(WHAT IS ASKED)
Tally the lines in the data below that contain the string "bottle". Give only the number.

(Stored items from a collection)
........

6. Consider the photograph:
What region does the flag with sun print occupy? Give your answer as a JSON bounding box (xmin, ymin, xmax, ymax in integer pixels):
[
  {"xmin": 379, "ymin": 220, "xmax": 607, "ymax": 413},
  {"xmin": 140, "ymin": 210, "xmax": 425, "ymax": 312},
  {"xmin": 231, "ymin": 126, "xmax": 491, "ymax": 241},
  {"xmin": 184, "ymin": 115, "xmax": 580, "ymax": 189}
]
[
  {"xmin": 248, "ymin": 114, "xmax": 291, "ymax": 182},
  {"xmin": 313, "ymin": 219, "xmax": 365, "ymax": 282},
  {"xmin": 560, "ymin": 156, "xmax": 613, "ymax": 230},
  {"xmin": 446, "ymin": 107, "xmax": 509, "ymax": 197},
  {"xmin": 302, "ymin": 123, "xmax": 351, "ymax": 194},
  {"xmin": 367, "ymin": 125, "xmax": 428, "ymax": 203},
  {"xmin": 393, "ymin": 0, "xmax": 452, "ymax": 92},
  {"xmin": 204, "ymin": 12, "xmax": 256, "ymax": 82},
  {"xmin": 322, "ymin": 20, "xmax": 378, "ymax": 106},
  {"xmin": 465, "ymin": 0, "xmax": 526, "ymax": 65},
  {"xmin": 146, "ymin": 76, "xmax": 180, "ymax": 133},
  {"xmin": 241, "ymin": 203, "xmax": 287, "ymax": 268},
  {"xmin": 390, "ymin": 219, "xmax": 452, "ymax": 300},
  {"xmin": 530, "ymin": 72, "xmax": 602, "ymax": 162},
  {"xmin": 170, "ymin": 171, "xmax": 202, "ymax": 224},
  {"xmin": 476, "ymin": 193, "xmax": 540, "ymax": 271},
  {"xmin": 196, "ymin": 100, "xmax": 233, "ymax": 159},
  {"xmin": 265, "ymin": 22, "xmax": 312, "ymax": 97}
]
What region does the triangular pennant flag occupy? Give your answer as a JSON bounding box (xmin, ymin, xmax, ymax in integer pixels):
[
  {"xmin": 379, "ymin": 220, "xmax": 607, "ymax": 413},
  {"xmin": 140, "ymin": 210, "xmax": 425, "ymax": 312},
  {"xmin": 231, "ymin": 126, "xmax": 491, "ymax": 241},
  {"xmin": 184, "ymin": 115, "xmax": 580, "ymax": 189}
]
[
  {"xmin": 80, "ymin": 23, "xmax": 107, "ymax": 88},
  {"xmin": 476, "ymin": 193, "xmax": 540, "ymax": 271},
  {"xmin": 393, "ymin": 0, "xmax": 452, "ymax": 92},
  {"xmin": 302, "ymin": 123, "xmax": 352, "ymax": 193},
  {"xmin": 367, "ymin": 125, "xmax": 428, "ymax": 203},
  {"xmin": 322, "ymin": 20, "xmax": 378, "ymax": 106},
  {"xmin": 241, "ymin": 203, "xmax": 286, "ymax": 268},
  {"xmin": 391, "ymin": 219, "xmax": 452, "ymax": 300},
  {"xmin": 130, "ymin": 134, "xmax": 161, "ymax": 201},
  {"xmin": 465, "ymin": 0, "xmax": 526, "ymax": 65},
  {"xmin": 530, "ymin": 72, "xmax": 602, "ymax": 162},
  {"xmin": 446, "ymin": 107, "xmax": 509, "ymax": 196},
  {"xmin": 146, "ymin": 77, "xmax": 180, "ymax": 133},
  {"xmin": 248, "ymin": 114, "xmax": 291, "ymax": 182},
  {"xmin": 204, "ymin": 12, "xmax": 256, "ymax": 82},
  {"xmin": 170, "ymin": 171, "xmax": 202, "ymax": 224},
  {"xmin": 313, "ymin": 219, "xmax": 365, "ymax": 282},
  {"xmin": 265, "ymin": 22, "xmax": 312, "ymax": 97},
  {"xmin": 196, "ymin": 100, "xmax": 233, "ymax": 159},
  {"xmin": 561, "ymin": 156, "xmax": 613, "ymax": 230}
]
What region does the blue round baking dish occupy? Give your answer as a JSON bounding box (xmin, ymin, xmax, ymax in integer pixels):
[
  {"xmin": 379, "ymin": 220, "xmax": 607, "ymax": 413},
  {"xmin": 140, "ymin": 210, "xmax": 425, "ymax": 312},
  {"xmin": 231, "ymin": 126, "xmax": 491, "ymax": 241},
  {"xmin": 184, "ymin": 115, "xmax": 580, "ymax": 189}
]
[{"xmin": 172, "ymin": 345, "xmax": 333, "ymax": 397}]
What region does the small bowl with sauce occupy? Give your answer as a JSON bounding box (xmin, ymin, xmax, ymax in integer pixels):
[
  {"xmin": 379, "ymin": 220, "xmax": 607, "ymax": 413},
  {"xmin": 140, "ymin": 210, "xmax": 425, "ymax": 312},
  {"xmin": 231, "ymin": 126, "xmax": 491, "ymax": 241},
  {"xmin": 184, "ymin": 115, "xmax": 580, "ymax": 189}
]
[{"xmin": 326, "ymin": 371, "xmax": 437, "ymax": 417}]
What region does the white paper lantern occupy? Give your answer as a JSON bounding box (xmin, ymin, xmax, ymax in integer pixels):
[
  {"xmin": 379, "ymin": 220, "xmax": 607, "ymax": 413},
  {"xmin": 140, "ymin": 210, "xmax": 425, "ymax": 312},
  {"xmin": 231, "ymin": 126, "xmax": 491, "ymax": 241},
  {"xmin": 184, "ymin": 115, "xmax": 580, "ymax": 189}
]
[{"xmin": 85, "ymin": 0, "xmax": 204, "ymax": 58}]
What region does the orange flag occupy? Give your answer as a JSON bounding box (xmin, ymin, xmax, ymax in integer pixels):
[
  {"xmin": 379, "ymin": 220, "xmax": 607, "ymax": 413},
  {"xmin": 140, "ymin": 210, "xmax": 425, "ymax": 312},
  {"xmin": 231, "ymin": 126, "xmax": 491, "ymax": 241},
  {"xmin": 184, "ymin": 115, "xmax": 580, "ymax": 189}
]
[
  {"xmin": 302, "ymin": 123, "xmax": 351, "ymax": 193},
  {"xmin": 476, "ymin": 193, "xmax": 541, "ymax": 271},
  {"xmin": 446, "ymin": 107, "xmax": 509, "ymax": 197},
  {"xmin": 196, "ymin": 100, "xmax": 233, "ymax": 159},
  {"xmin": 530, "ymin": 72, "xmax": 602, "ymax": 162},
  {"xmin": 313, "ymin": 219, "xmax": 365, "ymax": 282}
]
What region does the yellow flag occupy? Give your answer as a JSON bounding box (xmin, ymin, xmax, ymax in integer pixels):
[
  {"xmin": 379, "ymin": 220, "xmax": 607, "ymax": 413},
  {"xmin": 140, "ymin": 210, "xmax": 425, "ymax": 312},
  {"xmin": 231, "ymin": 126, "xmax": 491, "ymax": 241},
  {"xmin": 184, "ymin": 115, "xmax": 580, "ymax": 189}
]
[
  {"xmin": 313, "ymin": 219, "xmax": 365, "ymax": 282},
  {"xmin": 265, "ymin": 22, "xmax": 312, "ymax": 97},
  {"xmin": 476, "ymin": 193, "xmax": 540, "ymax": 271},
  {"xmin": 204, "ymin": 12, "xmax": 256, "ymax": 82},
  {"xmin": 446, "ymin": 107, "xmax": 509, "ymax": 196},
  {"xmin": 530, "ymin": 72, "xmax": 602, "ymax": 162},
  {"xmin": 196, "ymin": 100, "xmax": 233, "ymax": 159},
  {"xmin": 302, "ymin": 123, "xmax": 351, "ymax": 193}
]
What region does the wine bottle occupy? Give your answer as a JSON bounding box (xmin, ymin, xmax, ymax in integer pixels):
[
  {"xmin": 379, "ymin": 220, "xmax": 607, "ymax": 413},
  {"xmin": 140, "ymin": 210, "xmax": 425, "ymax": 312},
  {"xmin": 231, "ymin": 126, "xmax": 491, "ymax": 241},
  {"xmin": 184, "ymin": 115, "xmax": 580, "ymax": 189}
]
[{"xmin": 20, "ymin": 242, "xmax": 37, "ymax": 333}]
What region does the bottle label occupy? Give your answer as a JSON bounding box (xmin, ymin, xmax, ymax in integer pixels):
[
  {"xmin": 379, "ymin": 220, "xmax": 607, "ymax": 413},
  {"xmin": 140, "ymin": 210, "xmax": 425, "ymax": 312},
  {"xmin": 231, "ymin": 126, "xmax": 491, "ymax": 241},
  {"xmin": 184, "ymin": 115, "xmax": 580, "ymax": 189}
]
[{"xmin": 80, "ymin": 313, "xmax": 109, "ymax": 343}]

........

(THE RESULT)
2